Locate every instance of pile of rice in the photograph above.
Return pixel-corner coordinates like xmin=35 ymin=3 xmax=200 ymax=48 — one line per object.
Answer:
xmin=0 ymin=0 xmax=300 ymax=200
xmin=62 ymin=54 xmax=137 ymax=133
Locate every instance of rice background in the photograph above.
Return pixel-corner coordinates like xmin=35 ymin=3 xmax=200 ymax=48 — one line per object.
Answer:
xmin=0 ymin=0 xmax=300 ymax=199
####################
TO BE DONE :: Please copy the lines above word for word, from the first one down to and including the line that contains "xmin=62 ymin=54 xmax=137 ymax=133".

WRITTEN SOLUTION ::
Locate every instance of pile of rice in the photograph above.
Return pixel-corner coordinates like xmin=35 ymin=3 xmax=200 ymax=48 — one line per object.
Answer:
xmin=0 ymin=0 xmax=300 ymax=200
xmin=62 ymin=54 xmax=137 ymax=133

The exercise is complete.